— Start —

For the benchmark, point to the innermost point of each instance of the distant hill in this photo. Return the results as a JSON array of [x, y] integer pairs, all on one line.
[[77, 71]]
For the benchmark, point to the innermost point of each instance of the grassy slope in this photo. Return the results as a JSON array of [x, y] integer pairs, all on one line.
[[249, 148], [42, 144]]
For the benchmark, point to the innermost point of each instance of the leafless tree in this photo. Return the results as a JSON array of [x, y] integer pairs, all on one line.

— End —

Exercise goal -> Copy out every line of the material above, word for word.

Task result ->
For the benchmark, point to the innermost point of each instance of the distant hill in this photo. Return the results as a JSON array of [x, y] integer pairs, all on one line.
[[77, 71]]
For the benchmark, point to the innermost point of each instance of the grassy slope in this photo. Return the results as a JSON array of [x, y] integer pairs, all on one line.
[[249, 148], [42, 144]]
For the benchmark, point to the innermost point of each instance of the leafless tree in this photo. Return the results as a JSON array of [x, y] integer pairs, all on one line.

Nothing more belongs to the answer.